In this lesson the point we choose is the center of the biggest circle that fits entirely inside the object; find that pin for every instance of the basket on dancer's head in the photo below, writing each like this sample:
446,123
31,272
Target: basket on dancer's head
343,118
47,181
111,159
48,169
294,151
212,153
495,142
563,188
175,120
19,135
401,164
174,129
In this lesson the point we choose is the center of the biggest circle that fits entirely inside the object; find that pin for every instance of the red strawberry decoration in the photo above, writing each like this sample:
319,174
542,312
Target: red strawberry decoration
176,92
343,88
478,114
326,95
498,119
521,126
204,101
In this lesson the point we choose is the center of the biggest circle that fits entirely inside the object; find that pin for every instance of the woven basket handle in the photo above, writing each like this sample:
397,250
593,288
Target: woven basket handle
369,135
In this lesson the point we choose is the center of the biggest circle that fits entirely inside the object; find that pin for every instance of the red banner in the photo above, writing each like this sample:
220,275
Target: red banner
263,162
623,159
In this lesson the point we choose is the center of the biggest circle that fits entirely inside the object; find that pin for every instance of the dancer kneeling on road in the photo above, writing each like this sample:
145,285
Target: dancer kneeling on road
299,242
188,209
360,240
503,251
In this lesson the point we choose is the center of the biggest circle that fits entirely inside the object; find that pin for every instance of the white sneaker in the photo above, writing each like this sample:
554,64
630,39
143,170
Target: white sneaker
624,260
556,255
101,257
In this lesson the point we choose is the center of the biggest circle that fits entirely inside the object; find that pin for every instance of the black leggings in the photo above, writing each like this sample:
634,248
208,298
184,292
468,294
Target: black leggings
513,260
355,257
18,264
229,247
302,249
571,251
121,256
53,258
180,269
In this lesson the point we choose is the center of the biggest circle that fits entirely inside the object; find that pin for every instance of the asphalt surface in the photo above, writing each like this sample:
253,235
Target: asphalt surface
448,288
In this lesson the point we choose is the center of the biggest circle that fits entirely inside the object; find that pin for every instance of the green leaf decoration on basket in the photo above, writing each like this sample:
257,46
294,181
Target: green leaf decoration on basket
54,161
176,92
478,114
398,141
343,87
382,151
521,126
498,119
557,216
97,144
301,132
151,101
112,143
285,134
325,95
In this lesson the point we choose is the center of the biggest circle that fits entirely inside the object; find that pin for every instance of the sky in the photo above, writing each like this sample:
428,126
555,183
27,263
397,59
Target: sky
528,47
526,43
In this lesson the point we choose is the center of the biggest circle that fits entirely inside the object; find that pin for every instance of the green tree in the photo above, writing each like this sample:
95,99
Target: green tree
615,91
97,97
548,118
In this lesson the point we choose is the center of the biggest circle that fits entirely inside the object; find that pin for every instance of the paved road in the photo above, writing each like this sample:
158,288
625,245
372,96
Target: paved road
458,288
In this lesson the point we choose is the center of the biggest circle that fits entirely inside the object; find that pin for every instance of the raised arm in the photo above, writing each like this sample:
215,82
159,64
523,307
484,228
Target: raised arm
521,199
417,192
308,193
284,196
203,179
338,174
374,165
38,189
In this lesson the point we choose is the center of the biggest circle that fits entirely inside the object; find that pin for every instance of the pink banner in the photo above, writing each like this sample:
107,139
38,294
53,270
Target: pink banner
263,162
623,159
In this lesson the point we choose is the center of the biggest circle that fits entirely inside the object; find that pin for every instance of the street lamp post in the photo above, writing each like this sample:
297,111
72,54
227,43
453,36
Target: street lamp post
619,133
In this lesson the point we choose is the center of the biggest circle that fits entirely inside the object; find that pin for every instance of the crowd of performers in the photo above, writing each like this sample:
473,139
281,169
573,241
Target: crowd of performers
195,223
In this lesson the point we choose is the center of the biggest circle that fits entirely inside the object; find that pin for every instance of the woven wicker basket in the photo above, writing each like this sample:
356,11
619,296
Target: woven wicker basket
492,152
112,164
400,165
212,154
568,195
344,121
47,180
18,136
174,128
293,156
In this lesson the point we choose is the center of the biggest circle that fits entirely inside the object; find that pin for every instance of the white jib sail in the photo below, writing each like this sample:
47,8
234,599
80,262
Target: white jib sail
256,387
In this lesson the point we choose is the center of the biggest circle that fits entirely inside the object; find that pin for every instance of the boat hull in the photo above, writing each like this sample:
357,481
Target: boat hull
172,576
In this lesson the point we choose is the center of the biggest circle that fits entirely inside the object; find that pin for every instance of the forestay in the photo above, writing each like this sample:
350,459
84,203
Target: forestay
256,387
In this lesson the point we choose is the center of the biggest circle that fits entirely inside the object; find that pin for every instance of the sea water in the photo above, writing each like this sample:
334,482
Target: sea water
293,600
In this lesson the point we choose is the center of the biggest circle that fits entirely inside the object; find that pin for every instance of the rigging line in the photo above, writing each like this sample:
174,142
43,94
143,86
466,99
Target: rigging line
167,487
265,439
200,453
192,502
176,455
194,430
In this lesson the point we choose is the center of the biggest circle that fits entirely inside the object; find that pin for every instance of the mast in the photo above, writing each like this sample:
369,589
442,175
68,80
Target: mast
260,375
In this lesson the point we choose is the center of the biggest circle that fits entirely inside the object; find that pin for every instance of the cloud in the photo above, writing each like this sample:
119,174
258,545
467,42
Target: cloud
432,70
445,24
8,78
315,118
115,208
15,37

━━━

■ Problem
Output exactly the lines above, from the one holding "of the forestay" through the end of the data, including the first and last.

■ Written answer
In this lesson the point we choose is the center of the biggest circle that fits entirely inside the object; find that pin for every instance of the forestay in the photo above, writing each like this sample:
350,459
84,203
Target: forestay
256,387
In this lesson the point we choose is the center of the biggest circle that fits entirely inside the object; find that pin for every instance of the sea water in the photo above, writing each like this sample:
334,482
Target: sea water
293,600
In this lesson the point we choose is the center of the biggest circle that fits entirely inside the object; find that pin for every instance of the rigging line in the photo above, writing each like this sample:
174,142
43,94
143,86
466,99
Target: rigging line
167,487
265,439
200,453
192,502
176,455
194,430
In this lesson the point we choose is the center of the biggest circle that fits entirely inside the object; find that pin for every instance of the mast in the photo above, writing each like this sample:
369,589
442,175
68,80
Target: mast
260,375
In this lesson the point we choose is the center of the biggest circle that fits entirely inside the object; find that pin for every instance of the cloud in the photo above, writing each like this sample:
119,174
258,545
467,42
Target: cloud
432,70
445,24
8,78
315,118
115,208
15,37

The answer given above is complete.